→ Instruction: Reproduce the records below exactly as they appear, omitting any pictures they contain.
>>>>>
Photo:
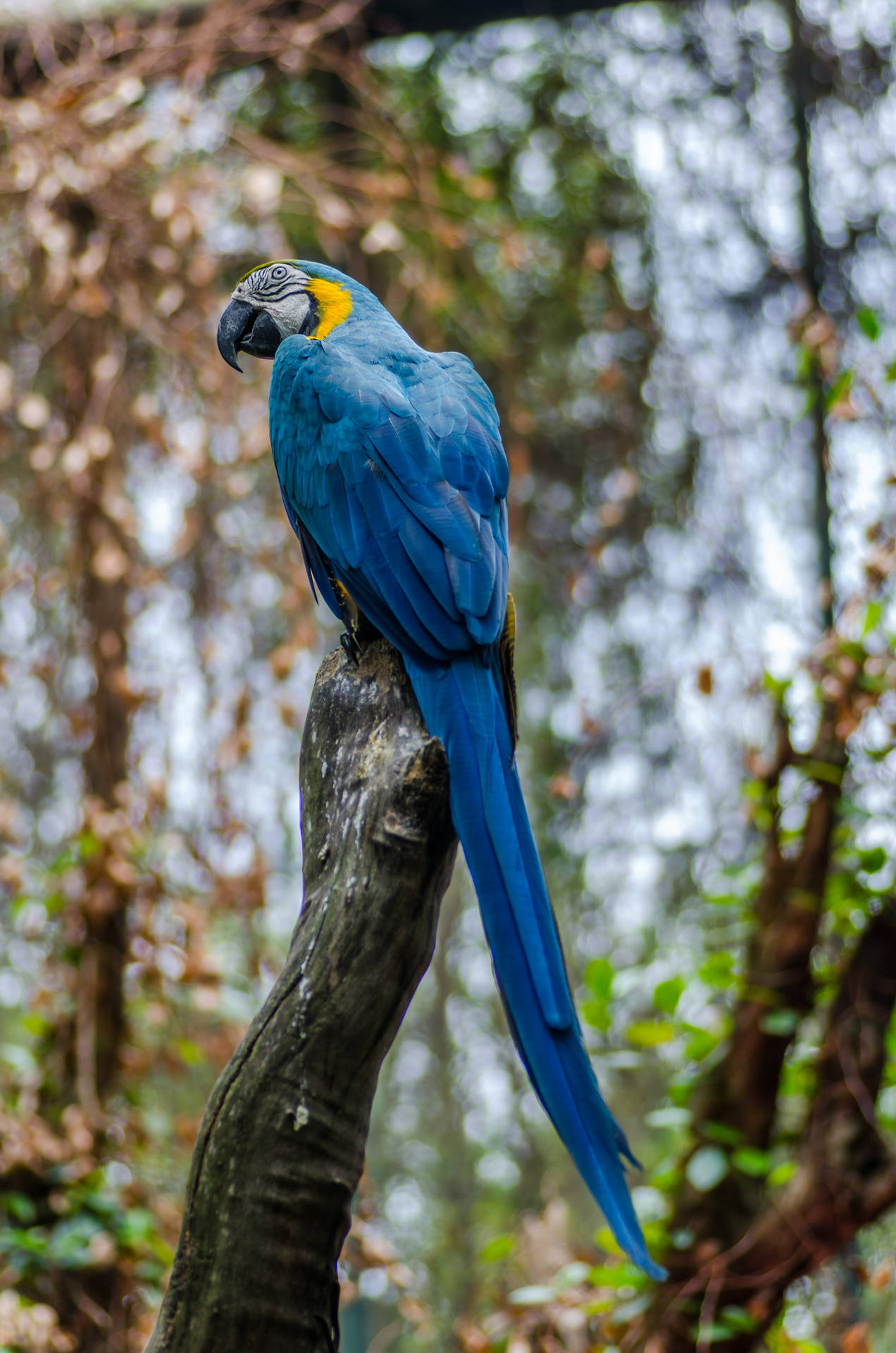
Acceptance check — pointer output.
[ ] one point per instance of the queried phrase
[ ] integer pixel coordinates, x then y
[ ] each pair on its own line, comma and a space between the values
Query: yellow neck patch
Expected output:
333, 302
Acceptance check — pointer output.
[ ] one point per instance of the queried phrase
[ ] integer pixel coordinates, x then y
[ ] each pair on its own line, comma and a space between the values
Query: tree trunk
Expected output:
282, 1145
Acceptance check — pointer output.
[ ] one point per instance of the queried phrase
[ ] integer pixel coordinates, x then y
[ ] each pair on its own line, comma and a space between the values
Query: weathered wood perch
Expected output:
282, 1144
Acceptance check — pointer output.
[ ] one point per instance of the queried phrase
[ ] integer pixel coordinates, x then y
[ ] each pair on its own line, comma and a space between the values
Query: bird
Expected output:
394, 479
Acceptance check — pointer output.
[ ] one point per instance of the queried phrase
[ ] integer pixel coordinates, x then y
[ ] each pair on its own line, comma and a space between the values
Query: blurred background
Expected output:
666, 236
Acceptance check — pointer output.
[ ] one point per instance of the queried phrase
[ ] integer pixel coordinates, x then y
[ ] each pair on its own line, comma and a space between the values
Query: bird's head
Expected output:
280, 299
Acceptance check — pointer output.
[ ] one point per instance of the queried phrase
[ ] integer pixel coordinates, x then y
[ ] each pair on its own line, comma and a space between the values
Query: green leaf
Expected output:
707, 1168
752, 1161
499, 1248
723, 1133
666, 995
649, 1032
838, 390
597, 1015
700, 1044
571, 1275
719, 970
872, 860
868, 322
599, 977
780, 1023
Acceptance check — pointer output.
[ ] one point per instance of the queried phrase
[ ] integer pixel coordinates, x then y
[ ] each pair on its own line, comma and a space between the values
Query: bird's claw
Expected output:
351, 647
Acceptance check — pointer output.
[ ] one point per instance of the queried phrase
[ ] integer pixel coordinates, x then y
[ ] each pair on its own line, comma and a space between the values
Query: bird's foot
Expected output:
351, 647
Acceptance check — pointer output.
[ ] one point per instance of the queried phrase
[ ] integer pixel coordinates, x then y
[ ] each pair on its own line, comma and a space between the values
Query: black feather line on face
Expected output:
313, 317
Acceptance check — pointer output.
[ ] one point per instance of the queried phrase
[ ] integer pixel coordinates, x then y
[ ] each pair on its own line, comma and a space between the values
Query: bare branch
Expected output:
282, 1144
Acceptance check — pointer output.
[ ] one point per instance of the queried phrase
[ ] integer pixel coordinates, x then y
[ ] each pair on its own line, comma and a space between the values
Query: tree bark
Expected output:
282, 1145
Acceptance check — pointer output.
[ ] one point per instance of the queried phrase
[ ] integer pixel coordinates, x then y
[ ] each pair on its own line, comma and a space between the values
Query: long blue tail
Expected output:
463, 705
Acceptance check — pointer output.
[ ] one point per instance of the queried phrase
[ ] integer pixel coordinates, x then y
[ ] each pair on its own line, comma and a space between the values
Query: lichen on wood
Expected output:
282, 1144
<<<<<
→ Written reply:
Photo:
Acceptance check — pointer output.
[ ] one point per instance of the queried phrase
[ ] integer pixel coordinates, x then y
[ ] each pair on its own line, comma and a space between the values
Query: yellow neck patch
Expected output:
333, 302
Acceptance check — pointer output.
[ ] one point per instance of the queried phrase
[ ] integer pixel coordinates, x then y
[ ] each pair on its own line, comma and a space between the values
Query: tree trunk
Expected output:
282, 1145
Acceptance check — pointer output.
[ ] one point per instance of the queried phrase
[ ] integer pixel coordinates, x then y
[ ] each pair on its own line, comma and a space between the values
Query: weathered wood perch
Expected output:
282, 1144
Acceptance check — pointer output.
[ ] one point per instance of the queried phrase
[ ] integer pixel coordinates, x then y
[ ] each pair on its own line, comma and a space between the values
Query: bird
Expected output:
394, 479
Acceptance check — pointer output.
[ ] one point per instance of the queried phrase
[ ] integer pixel coordinates, x then y
[ ] each pair on its own line, comma and a space between the values
Query: blurred background
Expected output:
666, 236
Acceptance check — pointer output.
[ ] one point per instance of the queried phrase
[ ] integer pixel coordinates, x then y
[ ] each pair on its own line, comma and a space between the values
Query: bird's head
Expected output:
280, 299
Acceptance check — pointer output.
[ ] one point per instance of the queried phrase
[ ] integer pixel coordinates, x then y
[ ] each pair on its own line, comma and a space between the values
Query: green leaf
Expected output:
707, 1168
752, 1161
499, 1248
723, 1133
666, 995
649, 1032
838, 390
597, 1015
700, 1044
571, 1275
719, 970
872, 860
868, 322
599, 977
780, 1023
Acceptance check — pointer output.
[ ] one point per instance of the queried phrase
[ ] integer pixel coordinates, x then y
[ ] each pair on its own line, comma and a space between the values
Query: bird's claw
Expected output:
351, 647
Acceptance check — pointer output.
[ ] one point per instance of the queried phrase
[ ] integer pixel coordinates, x then y
[ ] each pair on its own line, comma and a space between the values
Query: bird's foot
Expected output:
351, 647
Acceptance check — pointer output.
[ ] one point per instance of the queried phrase
[ ] integer pixel coordinates, x then y
[ ] each pair on its own line, comma and a space between the values
Query: black feather line on face
Expected output:
313, 317
Acceptance check — pointer output.
[ ] one point per instance of the queried phrase
[ ] integer pixel coordinates, x then y
[ ] each pair on its own line, comma and a space between the values
Query: bare branch
Expected output:
282, 1144
Acceptance check — pointer output.
[ ] one point per instance of the queried phrase
[ ] integer pixel coordinates, x then y
[ ] each pair on its own line, comma and a space between the values
Query: tree bark
Expected output:
282, 1145
Acceptance check — pointer output.
[ ] one point per instance of the queried phrase
[ ] integer pixel coordinates, x then y
[ ] each pair on its own line, comma and a space between the values
Query: long blue tail
Expected output:
463, 705
Acceptance check — pointer output.
[ ] one point per instance of the queried phrase
[ ] integer pixel coordinates, x then y
[ ] each pair on its own line, comma and a space between the values
Query: lichen on wood
Expected output:
282, 1144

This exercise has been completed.